Goal: Output as a JSON list of strings, one string per line, the lines of the records from the line containing "stem in this photo." through the line containing "[(27, 159), (207, 115), (214, 41), (65, 123), (240, 212)]", both included, with blank lines omitted.

Labeled-object pointing records:
────────────────
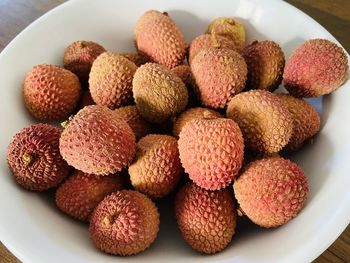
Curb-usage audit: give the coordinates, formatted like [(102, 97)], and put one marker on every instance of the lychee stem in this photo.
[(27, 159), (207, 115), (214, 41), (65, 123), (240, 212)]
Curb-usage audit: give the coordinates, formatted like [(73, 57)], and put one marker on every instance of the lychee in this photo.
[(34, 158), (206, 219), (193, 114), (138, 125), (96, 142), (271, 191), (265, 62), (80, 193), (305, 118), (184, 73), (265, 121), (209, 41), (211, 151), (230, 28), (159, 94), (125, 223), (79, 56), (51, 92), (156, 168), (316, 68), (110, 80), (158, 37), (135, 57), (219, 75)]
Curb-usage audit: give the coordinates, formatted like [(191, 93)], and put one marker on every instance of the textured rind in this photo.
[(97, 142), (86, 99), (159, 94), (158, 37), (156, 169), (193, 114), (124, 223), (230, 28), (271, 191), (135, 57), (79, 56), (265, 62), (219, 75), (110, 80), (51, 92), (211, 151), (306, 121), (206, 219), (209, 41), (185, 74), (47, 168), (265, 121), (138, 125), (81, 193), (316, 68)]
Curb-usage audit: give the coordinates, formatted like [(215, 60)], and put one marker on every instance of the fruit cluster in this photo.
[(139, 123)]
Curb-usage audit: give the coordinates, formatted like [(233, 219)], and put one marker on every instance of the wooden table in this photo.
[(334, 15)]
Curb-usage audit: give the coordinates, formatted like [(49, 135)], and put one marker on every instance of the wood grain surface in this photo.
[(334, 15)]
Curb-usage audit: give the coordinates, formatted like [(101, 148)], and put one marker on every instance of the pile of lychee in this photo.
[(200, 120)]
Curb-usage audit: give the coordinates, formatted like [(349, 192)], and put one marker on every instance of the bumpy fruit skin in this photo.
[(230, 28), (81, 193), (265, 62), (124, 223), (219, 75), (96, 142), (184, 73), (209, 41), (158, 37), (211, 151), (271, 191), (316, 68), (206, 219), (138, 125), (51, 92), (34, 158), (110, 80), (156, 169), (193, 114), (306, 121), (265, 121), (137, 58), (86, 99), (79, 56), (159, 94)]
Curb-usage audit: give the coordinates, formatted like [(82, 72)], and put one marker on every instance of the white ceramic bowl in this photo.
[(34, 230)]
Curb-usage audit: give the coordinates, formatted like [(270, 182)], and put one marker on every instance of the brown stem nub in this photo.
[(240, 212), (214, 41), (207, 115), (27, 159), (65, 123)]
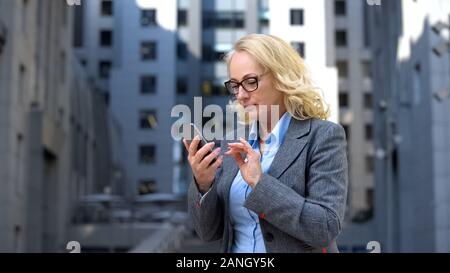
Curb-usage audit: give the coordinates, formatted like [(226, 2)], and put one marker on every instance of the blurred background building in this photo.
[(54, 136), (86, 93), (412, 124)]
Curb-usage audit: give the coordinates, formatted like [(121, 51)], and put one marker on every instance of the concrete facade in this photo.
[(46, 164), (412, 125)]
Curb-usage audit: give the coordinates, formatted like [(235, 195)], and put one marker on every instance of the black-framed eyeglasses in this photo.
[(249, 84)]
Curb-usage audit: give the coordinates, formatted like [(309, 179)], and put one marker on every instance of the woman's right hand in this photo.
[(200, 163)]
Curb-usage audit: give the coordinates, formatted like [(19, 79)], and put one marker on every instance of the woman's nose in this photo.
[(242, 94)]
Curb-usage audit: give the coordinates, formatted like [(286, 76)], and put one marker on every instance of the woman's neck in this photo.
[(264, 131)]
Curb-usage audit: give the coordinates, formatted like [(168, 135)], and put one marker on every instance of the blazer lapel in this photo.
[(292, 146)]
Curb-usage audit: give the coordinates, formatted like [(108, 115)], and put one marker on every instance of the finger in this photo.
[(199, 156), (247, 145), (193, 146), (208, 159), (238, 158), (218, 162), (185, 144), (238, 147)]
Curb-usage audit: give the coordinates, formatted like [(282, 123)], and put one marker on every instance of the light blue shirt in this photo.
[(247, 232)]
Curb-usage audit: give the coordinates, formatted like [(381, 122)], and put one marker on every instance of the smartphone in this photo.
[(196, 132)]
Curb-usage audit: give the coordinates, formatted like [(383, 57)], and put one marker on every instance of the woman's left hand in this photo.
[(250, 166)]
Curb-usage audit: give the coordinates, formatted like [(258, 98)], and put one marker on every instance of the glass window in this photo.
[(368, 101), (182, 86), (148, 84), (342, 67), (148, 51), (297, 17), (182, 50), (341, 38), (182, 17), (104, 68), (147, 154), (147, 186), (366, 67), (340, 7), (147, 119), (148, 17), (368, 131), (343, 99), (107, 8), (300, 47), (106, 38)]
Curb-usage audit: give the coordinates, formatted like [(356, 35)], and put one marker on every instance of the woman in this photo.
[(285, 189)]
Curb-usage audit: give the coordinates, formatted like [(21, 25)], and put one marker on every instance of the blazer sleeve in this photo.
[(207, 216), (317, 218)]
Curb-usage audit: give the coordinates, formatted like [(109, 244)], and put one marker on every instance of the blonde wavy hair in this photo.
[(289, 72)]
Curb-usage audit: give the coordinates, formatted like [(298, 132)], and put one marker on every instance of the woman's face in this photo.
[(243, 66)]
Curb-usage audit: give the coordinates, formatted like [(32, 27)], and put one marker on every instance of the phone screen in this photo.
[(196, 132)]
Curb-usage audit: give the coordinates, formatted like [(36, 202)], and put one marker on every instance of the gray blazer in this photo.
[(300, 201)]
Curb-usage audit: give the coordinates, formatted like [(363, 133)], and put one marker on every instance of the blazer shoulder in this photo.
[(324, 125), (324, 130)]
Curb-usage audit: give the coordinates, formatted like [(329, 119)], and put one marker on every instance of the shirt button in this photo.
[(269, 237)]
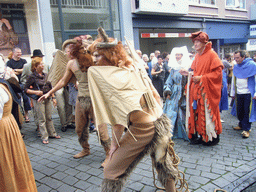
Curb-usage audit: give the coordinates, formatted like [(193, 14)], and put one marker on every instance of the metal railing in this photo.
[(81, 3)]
────────────────
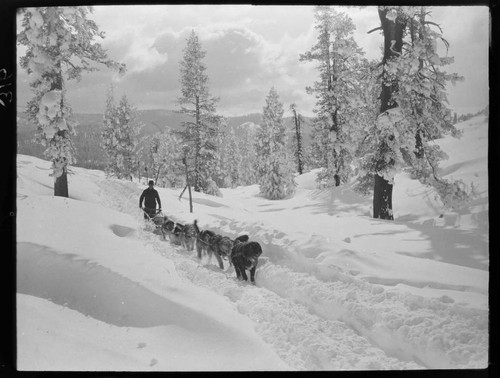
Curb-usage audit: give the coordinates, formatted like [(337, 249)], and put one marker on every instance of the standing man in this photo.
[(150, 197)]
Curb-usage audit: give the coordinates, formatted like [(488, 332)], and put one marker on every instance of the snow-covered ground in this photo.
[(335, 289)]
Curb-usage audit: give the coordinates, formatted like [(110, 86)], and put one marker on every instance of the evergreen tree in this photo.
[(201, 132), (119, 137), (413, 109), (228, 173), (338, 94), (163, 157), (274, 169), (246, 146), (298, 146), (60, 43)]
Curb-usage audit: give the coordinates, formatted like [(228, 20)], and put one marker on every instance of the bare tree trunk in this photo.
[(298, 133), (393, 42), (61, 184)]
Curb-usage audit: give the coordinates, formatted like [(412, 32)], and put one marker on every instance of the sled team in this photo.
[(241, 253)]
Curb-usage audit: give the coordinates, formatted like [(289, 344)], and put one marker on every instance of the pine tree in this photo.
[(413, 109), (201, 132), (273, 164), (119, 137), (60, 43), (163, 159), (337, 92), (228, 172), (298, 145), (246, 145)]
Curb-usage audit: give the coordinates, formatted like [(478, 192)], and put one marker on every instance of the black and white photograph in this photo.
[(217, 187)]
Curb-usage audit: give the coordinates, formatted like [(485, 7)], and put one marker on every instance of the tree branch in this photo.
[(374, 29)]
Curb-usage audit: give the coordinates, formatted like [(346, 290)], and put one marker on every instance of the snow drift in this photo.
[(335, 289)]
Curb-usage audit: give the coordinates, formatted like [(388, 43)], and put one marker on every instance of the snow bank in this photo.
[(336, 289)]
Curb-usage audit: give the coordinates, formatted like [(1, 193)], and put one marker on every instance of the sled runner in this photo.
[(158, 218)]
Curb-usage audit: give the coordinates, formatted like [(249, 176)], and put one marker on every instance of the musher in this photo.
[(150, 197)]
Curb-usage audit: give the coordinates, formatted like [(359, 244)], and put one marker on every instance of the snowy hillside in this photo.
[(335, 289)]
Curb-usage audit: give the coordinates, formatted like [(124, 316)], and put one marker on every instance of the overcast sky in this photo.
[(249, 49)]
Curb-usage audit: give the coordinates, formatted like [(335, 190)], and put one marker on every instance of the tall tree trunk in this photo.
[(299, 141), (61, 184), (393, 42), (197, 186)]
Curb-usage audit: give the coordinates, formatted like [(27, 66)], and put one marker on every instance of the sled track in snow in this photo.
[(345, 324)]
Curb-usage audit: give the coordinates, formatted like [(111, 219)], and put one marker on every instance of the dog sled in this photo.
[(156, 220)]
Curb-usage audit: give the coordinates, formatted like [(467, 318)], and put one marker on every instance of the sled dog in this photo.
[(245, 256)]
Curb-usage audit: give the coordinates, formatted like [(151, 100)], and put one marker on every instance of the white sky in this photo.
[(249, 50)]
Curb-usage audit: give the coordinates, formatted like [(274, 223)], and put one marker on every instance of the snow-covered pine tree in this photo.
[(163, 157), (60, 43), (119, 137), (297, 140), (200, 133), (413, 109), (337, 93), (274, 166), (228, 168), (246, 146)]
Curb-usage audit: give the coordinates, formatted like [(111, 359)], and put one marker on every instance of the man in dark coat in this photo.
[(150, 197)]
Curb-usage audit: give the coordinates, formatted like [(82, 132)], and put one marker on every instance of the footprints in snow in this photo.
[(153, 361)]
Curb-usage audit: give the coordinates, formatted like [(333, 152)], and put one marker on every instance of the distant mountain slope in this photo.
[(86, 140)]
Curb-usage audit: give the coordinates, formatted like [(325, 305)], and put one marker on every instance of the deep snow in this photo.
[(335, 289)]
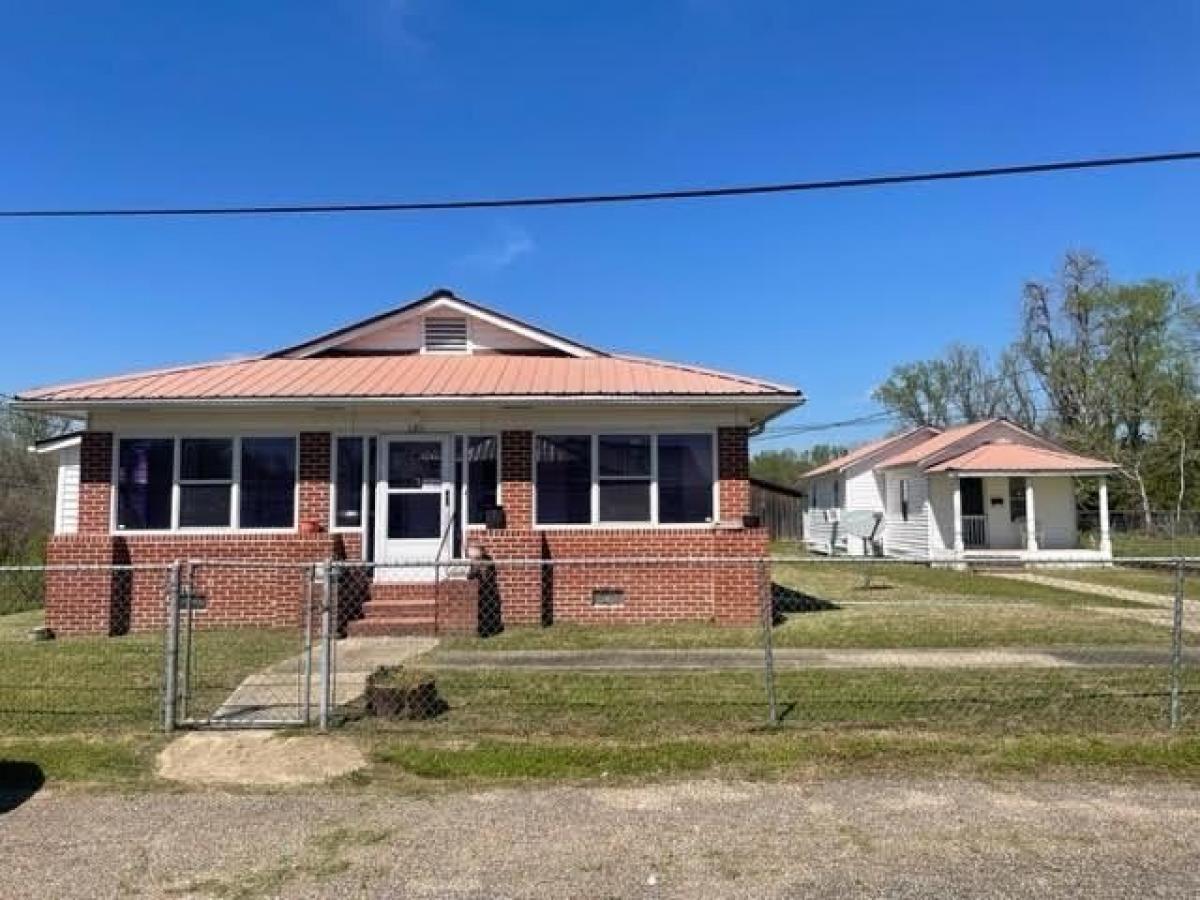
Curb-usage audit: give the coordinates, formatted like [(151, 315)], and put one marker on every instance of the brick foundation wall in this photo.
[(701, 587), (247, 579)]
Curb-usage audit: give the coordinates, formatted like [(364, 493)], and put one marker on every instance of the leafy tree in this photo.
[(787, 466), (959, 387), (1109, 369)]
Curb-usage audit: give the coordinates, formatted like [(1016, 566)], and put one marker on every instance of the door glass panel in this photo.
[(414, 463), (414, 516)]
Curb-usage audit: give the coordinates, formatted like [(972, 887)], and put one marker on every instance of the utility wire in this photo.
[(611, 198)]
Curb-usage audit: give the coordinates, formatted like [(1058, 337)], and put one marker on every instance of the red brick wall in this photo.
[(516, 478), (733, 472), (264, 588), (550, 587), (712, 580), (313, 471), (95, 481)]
────────────────
Task result:
[
  "Curb-usage audit: give the coordinates, formatted like [(102, 97)], and put one marker on every instance of the lychee stem in this photo.",
  "[(27, 159), (207, 115), (214, 41), (65, 123), (240, 212)]"
]